De acordo com o texto de leitura abaixo, a que valor chegaram as dívidas com hipotecas na crise financeira de 2008? Responda em uma frase, por favor.

■ Texto de leitura:
++++++++++
O resultado do conflito foi a divisão do mundo em socialismo e capitalismo, a hegemonia da economia norte-americana, a criação da Organização das Nações Unidas (ONU) e o Plano Marshall para reconstrução dos países aliados da Europa. Para sua recuperação econômica, a França elaborou o Plano Monnet.

Ao telefone dos avisos, Celestino Fornari, durante a 2ª Guerra Mundial,
na Itália, Fornari era um dos soldados da Força Expedicionária
Brasileira (FEB) que atuou no I Grupo de Infantaria quando da tomada
de Monte Castelo. Arquivo Familiar/Neri França Fornari Bocchese
O Brasil, que havia entrado no conflito ao lado dos Aliados e participado da guerra na reconquista da Itália, viu o término do governo Vargas, o avanço na indústria, instalação de siderúrgicas, a restrição às importações e o desenvolvimento nacional.

Em 1945, o setor produtivo brasileiro, composto por representantes das áreas do comércio, da agricultura e da indústria, assinou a Carta da Paz Social, um marco nas práticas de assistência social e de qualificação dos trabalhadores, nascendo assim, o Sistema S.

Crise Financeira Global
Em 2008, o mundo viu-se frente a uma crise financeira de dimensões globais, que teve início com o mercado de hipotecas dos Estados Unidos. O que originou a crise foi a oferta de crédito a juros baixos que fez com que muitas pessoas financiassem a compra de imóveis.
Com a demanda em alta, o preço dos imóveis subiu e os compradores investiam valores muito acima do que os imóveis valiam, acreditando que a valorização imobiliária viria. Criou-se a chamada Bolha Imobiliária.

Os bancos aumentaram a taxa de juros e quem fez empréstimos não conseguia pagar as parcelas, que subiram consideravelmente. A inadimplência disparou, as dívidas com hipotecas chegaram a US$ 12 trilhões, bancos e instituições financeiras faliram e, com a interconexão dos mercados financeiros, a crise tornou-se global. Desemprego em massa, queda do preço das commodities, bolsas de valores de todo o mundo foram afetadas. A saída foi a política de estímulos que o presidente Barack Obama aplicou nos Estados Unidos.
++++++++++
(Entradas de dados coletadas)
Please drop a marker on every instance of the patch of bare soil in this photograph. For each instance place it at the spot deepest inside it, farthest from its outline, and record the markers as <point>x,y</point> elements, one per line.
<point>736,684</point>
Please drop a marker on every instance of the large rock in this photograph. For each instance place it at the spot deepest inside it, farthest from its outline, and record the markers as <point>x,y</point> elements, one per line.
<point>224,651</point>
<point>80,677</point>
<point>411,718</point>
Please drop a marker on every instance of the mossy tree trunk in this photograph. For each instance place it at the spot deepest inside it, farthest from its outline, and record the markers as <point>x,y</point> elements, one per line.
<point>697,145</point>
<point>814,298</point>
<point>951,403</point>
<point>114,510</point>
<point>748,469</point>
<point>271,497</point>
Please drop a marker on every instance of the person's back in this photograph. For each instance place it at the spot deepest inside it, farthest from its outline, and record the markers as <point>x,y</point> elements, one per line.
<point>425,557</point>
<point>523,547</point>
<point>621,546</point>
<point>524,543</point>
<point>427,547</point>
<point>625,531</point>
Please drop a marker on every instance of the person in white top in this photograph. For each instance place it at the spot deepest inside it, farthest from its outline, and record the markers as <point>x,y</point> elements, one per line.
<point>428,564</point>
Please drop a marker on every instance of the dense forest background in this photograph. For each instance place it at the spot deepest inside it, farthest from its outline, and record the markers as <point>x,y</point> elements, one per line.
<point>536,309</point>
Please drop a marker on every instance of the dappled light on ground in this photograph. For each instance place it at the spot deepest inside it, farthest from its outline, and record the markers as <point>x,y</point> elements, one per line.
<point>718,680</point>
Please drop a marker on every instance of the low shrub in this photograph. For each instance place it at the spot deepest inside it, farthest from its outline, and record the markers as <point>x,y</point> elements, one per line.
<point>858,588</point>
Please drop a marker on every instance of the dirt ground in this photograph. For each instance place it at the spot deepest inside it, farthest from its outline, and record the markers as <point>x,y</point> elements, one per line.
++++++++++
■ Resolução do exercício: As dívidas com hipotecas chegaram a US$ 12 trilhões.